= Task list =
a: In the text on TileDB spatial indexing, rewrite the paragraph beginning "Recall that all cells in a dense fragment must have a value" as a short list that keeps its main facts.
b: According to the text on TileDB spatial indexing, what is the most important operation in TileDB?
c: Continue the text on TileDB spatial indexing from its final sentence.

= Text under study =
+++

Spatial indexing is vital for efficiently slicing subarrays along the dimensions, which is the most important operation in TileDB. Although TileDB offers a unified array API to the user for both dense and sparse arrays, it transparently employs different spatial indexing techniques for dense and sparse fragments.
Recall that all cells in a dense fragment must have a value, which TileDB materializes on disk. This characteristic of dense fragments is important as it considerably simplifies spatial indexing, which becomes almost implicit. Consider the example in the figure below. Knowing the space tile extent along each dimension and the tile order, we can easily identify which space tiles intersect with a subarray query without maintaining any complicated index. Then, using lightweight booking (such as offsets of data tiles on disk, compressed data tile size, etc.), we can fetch the tiles containing results from storage to main memory. Finally, knowing the cell order, we can locate each slab of contiguous cell results in constant time, again without extra indexing.
Note that the above ideas apply also to dense fragments that populate only a subset of the array domain; knowing the non-empty domain, TileDB can apply similar arithmetic calculations to locate the overlapping tiles and cell results.
Recall the differences of a sparse fragment from a dense fragment:
A sparse fragment stores only non-empty cells that might appear in any position in the domain (i.e., they may not be concentrated in dense hyper-rectangles)

+++

= Data section =
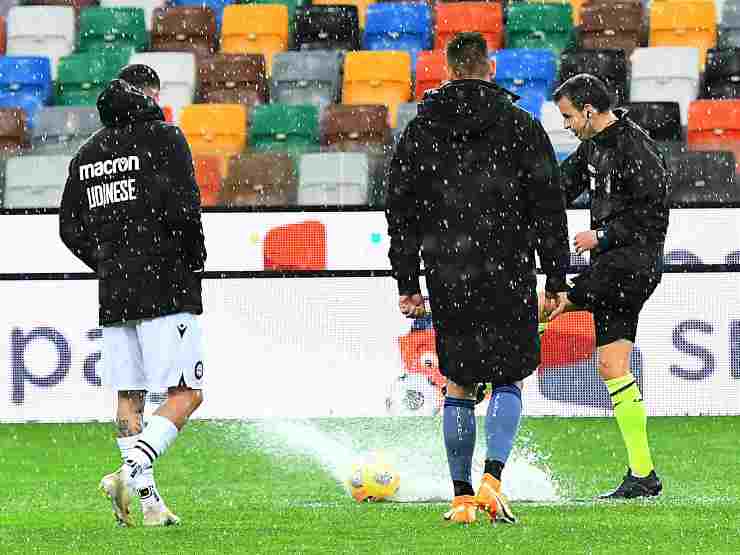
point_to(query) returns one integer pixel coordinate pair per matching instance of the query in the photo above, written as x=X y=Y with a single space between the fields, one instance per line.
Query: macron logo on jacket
x=113 y=191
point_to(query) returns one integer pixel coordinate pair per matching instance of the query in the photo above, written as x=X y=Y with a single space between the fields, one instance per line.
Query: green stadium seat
x=112 y=28
x=282 y=128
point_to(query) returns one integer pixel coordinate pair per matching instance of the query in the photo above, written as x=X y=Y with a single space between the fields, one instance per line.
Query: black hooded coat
x=131 y=211
x=474 y=185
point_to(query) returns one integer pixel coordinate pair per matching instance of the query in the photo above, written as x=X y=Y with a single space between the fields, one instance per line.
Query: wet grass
x=235 y=498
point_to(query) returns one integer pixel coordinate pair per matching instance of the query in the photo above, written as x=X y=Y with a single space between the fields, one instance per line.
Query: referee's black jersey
x=131 y=211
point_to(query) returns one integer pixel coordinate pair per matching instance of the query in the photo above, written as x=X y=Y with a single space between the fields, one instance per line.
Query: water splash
x=412 y=445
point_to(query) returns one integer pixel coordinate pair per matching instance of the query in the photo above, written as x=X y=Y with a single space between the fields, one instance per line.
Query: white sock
x=144 y=482
x=151 y=443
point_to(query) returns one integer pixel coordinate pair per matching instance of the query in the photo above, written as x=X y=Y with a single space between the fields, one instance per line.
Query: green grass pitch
x=234 y=497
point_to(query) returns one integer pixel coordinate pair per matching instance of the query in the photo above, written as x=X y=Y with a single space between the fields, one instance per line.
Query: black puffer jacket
x=131 y=211
x=628 y=179
x=474 y=185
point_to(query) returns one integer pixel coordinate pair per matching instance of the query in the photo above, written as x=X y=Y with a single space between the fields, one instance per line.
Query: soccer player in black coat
x=473 y=185
x=131 y=212
x=627 y=177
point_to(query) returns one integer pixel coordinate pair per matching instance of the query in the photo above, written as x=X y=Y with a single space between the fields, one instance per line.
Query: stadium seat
x=13 y=131
x=666 y=74
x=35 y=181
x=431 y=71
x=261 y=179
x=116 y=28
x=360 y=129
x=528 y=73
x=484 y=17
x=209 y=178
x=563 y=141
x=690 y=23
x=611 y=24
x=662 y=120
x=63 y=129
x=327 y=28
x=233 y=79
x=279 y=128
x=310 y=77
x=715 y=125
x=147 y=5
x=176 y=72
x=333 y=179
x=361 y=6
x=702 y=179
x=185 y=29
x=377 y=78
x=541 y=26
x=82 y=77
x=41 y=31
x=215 y=130
x=217 y=6
x=406 y=112
x=610 y=65
x=722 y=74
x=403 y=26
x=255 y=29
x=26 y=76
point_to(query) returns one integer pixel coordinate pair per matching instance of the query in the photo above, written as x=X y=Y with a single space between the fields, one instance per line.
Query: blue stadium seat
x=406 y=26
x=530 y=73
x=216 y=5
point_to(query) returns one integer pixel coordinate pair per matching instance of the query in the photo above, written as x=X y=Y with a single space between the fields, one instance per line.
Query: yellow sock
x=629 y=410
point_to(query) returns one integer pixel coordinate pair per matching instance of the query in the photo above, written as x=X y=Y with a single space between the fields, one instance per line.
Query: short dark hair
x=583 y=89
x=467 y=53
x=140 y=76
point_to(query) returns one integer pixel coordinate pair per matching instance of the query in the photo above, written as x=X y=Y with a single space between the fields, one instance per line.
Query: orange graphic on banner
x=300 y=246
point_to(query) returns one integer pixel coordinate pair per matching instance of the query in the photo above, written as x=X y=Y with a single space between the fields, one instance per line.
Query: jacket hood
x=121 y=104
x=466 y=106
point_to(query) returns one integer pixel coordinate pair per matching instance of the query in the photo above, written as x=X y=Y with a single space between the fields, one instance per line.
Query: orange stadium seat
x=377 y=78
x=360 y=4
x=215 y=130
x=484 y=17
x=255 y=29
x=715 y=125
x=684 y=23
x=431 y=71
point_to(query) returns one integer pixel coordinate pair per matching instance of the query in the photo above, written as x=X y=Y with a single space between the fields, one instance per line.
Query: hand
x=585 y=241
x=412 y=306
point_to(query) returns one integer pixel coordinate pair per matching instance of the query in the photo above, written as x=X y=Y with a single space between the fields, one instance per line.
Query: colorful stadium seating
x=309 y=77
x=116 y=28
x=255 y=29
x=484 y=17
x=691 y=23
x=391 y=26
x=665 y=74
x=233 y=79
x=261 y=179
x=333 y=179
x=41 y=31
x=327 y=28
x=377 y=78
x=185 y=29
x=431 y=71
x=528 y=73
x=280 y=128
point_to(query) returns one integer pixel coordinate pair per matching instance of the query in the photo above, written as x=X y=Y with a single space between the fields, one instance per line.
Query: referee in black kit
x=627 y=177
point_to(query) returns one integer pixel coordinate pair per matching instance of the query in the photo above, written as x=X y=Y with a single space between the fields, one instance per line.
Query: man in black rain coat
x=473 y=185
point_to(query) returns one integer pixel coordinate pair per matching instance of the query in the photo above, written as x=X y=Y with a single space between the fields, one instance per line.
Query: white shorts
x=154 y=354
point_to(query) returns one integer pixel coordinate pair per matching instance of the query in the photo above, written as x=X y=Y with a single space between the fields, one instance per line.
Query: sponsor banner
x=338 y=347
x=336 y=240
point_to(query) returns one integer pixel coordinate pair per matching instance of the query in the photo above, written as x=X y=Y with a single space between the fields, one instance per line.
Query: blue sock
x=502 y=424
x=459 y=433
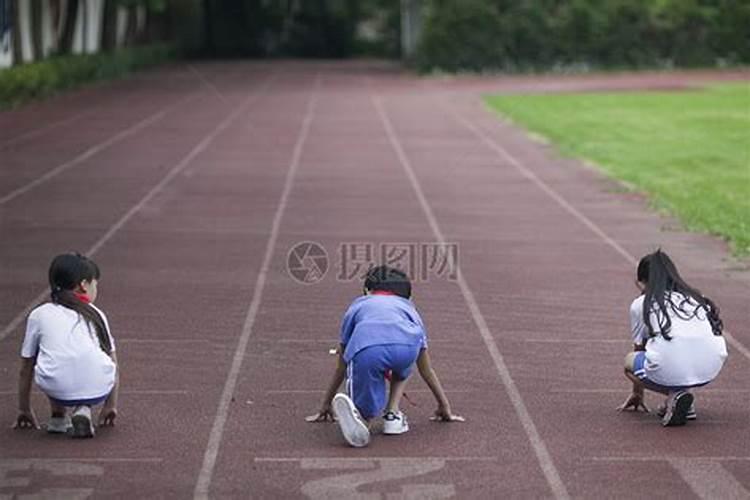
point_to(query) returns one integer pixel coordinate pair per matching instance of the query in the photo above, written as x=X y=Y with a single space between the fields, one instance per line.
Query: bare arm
x=338 y=377
x=428 y=374
x=109 y=410
x=26 y=418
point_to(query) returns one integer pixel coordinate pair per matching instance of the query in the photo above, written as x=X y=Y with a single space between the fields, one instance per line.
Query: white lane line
x=164 y=341
x=272 y=392
x=94 y=150
x=702 y=392
x=662 y=458
x=535 y=439
x=347 y=460
x=572 y=341
x=77 y=459
x=179 y=167
x=38 y=131
x=144 y=392
x=491 y=143
x=217 y=430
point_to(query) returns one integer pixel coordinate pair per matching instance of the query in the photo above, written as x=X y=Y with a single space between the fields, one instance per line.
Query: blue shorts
x=639 y=370
x=366 y=374
x=79 y=402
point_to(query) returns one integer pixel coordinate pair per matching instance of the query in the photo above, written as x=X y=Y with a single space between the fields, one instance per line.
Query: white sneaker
x=395 y=423
x=59 y=425
x=353 y=427
x=81 y=420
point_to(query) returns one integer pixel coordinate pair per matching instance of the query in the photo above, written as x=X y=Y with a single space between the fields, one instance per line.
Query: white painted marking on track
x=371 y=472
x=491 y=143
x=174 y=171
x=351 y=459
x=94 y=150
x=11 y=471
x=661 y=458
x=33 y=133
x=144 y=392
x=217 y=430
x=702 y=392
x=535 y=439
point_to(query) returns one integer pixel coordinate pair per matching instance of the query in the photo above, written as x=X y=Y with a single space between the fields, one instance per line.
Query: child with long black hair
x=69 y=352
x=382 y=334
x=677 y=337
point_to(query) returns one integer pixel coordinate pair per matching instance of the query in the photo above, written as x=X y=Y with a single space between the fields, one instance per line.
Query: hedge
x=27 y=82
x=513 y=35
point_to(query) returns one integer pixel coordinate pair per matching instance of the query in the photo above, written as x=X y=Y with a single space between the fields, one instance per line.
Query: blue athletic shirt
x=381 y=320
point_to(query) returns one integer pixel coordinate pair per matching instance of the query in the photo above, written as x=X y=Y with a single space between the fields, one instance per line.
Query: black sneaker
x=678 y=407
x=692 y=414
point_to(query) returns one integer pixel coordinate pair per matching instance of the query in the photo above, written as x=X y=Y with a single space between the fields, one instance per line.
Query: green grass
x=688 y=151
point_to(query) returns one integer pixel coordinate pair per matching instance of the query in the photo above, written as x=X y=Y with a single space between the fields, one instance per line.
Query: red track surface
x=191 y=217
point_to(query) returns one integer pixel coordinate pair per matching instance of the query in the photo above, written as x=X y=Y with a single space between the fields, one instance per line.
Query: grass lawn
x=689 y=151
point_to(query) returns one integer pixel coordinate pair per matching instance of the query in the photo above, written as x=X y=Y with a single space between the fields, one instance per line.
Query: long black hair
x=659 y=274
x=66 y=272
x=388 y=279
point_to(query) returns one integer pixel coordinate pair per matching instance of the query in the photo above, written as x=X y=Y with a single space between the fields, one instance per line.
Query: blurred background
x=452 y=35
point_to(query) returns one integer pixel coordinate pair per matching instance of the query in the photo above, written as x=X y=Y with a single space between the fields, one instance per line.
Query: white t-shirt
x=70 y=364
x=693 y=356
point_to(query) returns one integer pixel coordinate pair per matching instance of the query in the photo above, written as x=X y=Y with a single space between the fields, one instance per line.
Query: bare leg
x=638 y=386
x=56 y=411
x=397 y=391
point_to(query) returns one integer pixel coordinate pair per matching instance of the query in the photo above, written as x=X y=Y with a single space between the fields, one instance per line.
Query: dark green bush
x=541 y=34
x=37 y=80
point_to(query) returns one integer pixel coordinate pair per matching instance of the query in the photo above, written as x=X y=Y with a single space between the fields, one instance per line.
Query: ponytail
x=661 y=277
x=66 y=272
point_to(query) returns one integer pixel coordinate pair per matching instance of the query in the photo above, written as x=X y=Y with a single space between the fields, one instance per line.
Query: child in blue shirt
x=382 y=335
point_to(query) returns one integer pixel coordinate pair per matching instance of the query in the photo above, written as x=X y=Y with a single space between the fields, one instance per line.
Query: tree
x=69 y=27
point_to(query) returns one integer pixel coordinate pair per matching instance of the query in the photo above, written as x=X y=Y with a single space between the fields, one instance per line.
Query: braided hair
x=659 y=274
x=66 y=272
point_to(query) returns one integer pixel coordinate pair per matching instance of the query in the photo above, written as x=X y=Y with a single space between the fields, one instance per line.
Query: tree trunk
x=109 y=26
x=69 y=28
x=208 y=28
x=15 y=15
x=132 y=26
x=37 y=30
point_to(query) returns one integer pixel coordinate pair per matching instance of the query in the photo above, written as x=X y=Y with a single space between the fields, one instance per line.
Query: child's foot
x=395 y=423
x=353 y=427
x=82 y=425
x=59 y=425
x=678 y=406
x=692 y=414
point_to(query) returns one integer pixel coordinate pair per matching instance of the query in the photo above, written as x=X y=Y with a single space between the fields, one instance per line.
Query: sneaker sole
x=679 y=416
x=355 y=432
x=82 y=428
x=401 y=430
x=395 y=432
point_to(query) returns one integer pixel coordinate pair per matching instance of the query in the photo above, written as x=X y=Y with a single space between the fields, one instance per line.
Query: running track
x=190 y=186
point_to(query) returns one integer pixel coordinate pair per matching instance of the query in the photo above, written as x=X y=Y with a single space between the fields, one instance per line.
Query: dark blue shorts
x=366 y=383
x=79 y=402
x=639 y=370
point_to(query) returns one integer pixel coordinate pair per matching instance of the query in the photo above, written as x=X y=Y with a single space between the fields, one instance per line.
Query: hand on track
x=635 y=403
x=26 y=420
x=446 y=415
x=107 y=417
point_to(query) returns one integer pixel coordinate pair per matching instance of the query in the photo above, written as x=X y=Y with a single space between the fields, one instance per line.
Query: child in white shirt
x=677 y=337
x=69 y=352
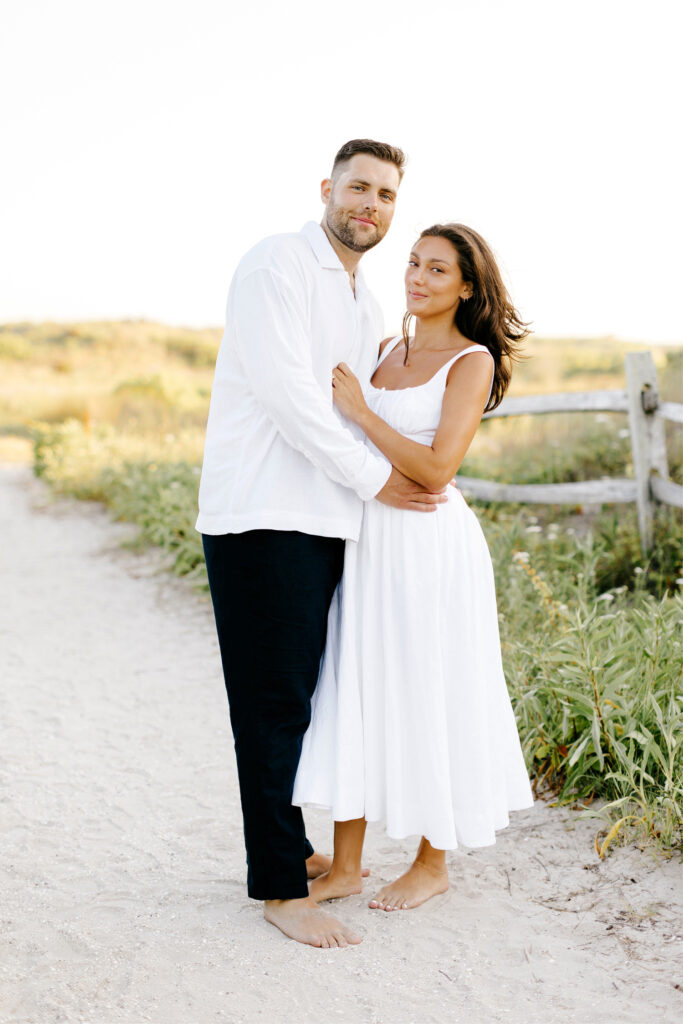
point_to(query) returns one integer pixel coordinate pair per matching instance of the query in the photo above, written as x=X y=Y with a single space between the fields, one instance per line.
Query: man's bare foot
x=318 y=863
x=419 y=884
x=335 y=885
x=303 y=921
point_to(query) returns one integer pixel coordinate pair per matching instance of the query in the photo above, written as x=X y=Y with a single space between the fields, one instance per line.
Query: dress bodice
x=414 y=412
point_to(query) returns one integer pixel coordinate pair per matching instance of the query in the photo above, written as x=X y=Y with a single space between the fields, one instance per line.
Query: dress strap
x=465 y=351
x=389 y=347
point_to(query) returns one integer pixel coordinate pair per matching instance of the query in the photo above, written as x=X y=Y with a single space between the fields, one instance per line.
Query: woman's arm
x=433 y=465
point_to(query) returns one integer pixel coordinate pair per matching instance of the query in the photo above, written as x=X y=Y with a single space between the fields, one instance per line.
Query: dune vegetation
x=591 y=630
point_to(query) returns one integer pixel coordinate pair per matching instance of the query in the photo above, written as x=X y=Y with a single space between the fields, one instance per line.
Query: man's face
x=360 y=201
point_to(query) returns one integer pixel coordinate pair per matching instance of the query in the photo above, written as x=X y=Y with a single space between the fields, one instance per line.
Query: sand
x=122 y=873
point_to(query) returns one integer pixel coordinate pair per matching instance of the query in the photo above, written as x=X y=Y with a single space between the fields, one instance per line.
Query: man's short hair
x=382 y=151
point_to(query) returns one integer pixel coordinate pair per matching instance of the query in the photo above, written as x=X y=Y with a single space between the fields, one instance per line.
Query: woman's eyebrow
x=443 y=261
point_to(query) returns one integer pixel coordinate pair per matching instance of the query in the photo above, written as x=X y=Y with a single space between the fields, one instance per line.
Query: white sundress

+++

= Results of the tasks =
a:
- Every cell in a dense fragment has a value, and TileDB materializes it on disk. This makes spatial indexing almost implicit.
- From the space tile extent along each dimension and the tile order, the space tiles that intersect a subarray query can be identified without a complicated index.
- Lightweight bookkeeping, such as data tile offsets on disk and compressed data tile sizes, is used to fetch the tiles that contain results from storage into main memory.
- From the cell order, each slab of contiguous cell results is located in constant time, with no extra indexing.

b: Slicing subarrays along the dimensions.

c:
In sparse fragments there is no correspondence between space and data tiles. The data tiles are created by first sorting the cells on the global order, and then grouping adjacent cell values based on the tile capacity.
There is no way to know a priori the position of the non-empty cells, unless we maintain extra indexing information.
A sparse fragment materializes the coordinates of the non-empty cells in data tiles.
TileDB indexes sparse non-empty cells with R-Trees. Specifically, for every coordinate data tile it constructs the minimum bounding rectangle (MBR) using the coordinates in the tile. Then, it uses the MBRs of the data tiles as leaves and constructs an R-Tree bottom up by recursively grouping MBRs into larger MBRs using a fanout parameter. The figure below shows an example of a sparse fragment and its corresponding R-Tree.
Given a subarray query, the R-Tree (which is small enough to fit in main memory) is used to identify the intersecting data tile MBRs. Then, the qualifying coordinate data tiles are fetched and the materialized coordinates therein are used to determine the actual results.